**Exercise instructions**
With no line omitted, restate the records below exactly as they appear.

Stored entries

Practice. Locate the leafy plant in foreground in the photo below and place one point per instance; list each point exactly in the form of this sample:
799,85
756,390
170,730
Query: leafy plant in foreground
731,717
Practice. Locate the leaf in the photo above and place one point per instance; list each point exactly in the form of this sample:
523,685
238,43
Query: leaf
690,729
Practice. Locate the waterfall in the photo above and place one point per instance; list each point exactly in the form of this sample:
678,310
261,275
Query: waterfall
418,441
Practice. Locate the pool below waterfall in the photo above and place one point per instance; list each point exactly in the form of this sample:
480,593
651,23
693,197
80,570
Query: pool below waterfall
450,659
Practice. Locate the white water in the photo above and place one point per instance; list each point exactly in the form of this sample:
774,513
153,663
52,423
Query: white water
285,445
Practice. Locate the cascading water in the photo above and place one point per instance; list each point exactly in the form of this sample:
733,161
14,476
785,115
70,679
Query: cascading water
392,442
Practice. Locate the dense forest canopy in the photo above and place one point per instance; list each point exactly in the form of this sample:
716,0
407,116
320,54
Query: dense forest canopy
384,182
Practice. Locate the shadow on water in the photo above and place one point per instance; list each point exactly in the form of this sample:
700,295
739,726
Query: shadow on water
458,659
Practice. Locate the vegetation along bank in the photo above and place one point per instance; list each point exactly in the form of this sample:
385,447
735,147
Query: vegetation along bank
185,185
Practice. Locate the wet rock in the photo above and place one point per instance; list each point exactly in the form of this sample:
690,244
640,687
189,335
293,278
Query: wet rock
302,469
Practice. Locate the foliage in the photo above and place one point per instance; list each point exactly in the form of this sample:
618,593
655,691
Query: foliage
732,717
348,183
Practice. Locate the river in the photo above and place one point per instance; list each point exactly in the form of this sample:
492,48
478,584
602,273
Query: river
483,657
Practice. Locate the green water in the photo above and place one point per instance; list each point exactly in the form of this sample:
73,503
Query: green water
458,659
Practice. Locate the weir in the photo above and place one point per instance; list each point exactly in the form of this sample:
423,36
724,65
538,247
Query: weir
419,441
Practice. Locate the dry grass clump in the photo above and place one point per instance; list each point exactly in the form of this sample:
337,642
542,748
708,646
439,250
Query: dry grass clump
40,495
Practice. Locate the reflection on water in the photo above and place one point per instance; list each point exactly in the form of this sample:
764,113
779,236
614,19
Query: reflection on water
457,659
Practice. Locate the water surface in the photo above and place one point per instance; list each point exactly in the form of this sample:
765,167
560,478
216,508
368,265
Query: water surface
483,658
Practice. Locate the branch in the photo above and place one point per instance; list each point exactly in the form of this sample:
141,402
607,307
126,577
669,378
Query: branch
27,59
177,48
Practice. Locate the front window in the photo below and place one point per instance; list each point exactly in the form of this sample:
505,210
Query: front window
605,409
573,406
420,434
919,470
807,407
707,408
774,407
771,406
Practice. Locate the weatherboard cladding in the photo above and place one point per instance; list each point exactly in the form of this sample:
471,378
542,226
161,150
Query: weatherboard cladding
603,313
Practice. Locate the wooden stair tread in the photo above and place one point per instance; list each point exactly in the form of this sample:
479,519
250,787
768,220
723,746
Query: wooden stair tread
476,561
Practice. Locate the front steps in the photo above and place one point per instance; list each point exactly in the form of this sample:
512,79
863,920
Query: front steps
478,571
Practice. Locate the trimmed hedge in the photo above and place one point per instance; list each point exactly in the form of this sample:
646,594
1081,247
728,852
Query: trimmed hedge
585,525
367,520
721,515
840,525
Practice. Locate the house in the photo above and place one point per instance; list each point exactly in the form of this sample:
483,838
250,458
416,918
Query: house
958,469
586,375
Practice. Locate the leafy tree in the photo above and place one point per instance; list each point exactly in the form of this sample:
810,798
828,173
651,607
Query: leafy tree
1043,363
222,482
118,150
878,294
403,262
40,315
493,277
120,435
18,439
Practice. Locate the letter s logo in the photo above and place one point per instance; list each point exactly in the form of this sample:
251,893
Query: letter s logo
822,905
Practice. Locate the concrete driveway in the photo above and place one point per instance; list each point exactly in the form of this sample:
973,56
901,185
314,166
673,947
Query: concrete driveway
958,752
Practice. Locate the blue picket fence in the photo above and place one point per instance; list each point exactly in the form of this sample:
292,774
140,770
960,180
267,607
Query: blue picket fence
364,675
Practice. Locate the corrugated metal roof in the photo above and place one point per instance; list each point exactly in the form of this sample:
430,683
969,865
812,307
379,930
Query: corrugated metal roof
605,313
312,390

**Exercise result**
Practice. Locate the leafy plant in foreground in the photo below and place one point per instance; list each point exactly in the form of this sample:
799,85
756,390
170,730
Query: leafy plant in foreground
731,717
Practice. Locate the leaf in the photo above and place one point per instance; list each point exactly in the form of this sample:
523,685
238,43
Query: leaf
690,729
Practice. Locate the waterfall in the photo above and place one point per instance; list each point exactly in the form of this sample:
678,310
261,275
Query: waterfall
418,441
Practice. Locate the pool below waterfall in the photo above and place one point per instance; list each point exactly in the form of this sample:
480,593
651,23
693,197
80,570
Query: pool below waterfall
450,659
Practice. Locate the white water in the photo above and place one point per instance; list each point exactly in the form of this sample:
774,513
153,663
52,423
Query: white water
285,445
Practice. Locate the cascading water in the photo above and place one point per instance; list each point exactly in the form of this sample:
733,161
14,476
785,115
70,679
Query: cascading water
392,442
Practice. Locate the dense forest canopy in the photo above and place one point per instance; list each point exactly in the form of this sample:
716,0
407,116
320,54
Query: dense forest canopy
384,182
Practice. Locate the shadow on water in the photo above and place one point per instance; list each point exactly in the form of this sample:
700,295
739,726
Query: shadow on water
458,659
Practice. Locate the vegetation along bank in the photo above and place one point per instance; list each point exactly in the form of this sample:
385,447
735,147
Query: vegetation along bank
185,185
Practice. Locate the wet rock in the photo above and place one point per instance; list each point exactly in the form of this sample:
690,244
640,687
189,335
293,278
Query: wet rock
302,469
Practice. Locate the foliage in the photo above and place one point per instance; list each point exactly in the form of this sample:
618,593
655,691
Query: foliage
732,717
348,183
Practice. Locate the river in the photo above and place one point per instance; list each point exactly in the form of this sample:
492,48
478,584
602,273
Query: river
483,657
Practice. Locate the green water in the photo above and place one point per instance; list each point exactly in the form of this sample:
73,503
Query: green water
458,659
Practice. Locate the weir in the photo above and place one point per instance; list each point exactly in the form of this sample:
423,36
724,65
538,247
Query: weir
419,441
Practice. Locate the dry grass clump in the photo above and place one point per instance; list each point exactly in the form of this sample:
337,642
542,748
708,646
439,250
Query: dry grass clump
40,495
Practice. Locate the reflection on water in the photo above and place one point per instance; list each point exactly in the form of this sample:
764,113
779,236
614,19
Query: reflection on water
457,659
Practice. Locate the water surface in the photo above and place one point per instance; list each point exactly in the form of this sample:
765,167
560,478
216,508
368,265
Query: water surface
483,658
Practice. Locate the branch in the photo above and place one point per instance; list each point exactly in the form of this sample:
141,402
607,307
126,577
669,378
Query: branch
27,59
177,48
Practice. Locate the front window in the photo below and place one point per instance; list each point exactly in the form of this sample:
505,210
Query: front window
605,409
573,406
420,434
919,470
807,407
707,408
774,407
771,406
Practice. Locate the weatherboard cladding in the photo above and place one point per instance; list each point exactly in the form of this sample:
471,378
542,226
161,150
Query: weatherboard cladding
603,313
Practice. Locate the wooden stair tread in the photo above and place one point per instance; list each point exactly in the form of this sample:
479,519
250,787
768,220
723,746
Query: wooden stair tread
476,561
Practice. Locate the front steps in the photo above and place one point per instance; list each point exactly in the form of this sample:
512,79
863,920
Query: front steps
478,571
Practice. Locate the trimmed hedge in the photo above and place one point per instance; list each point exactly in the form of this sample:
646,594
1081,247
728,852
Query: trimmed hedge
585,525
367,520
721,515
840,525
Practice. Locate the house in the photo above and place one point per instance; list each point exactly in the form of this sample:
483,838
250,458
416,918
Query: house
958,469
586,375
Practice. Locate the leafy tree in the photo above and place one point per instance; list each point exactly in the form of this sample:
810,798
828,173
651,607
Query: leafy tree
1043,363
222,482
118,150
878,294
403,262
40,315
493,277
120,435
18,439
Practice. Locate the letter s logo in the photo above and place one point per instance; list each point exactly in the form of this sample:
251,893
Query: letter s logo
822,905
Practice. Locate the concrete driveway in the photo above and place one point per instance; list each point exactly in the form of this sample:
973,56
901,185
314,166
673,947
Query: concrete driveway
958,752
Practice. Locate the blue picket fence in the photo above and place one point per instance; list each point exactly in the form of this sample:
292,774
140,770
960,180
267,607
Query: blue picket fence
364,675
Practice. Locate the corrugated metal roof in the photo above and place one point per instance; list each point exactly in the form of this sample:
430,683
969,865
812,307
379,930
Query: corrugated metal roof
605,313
312,390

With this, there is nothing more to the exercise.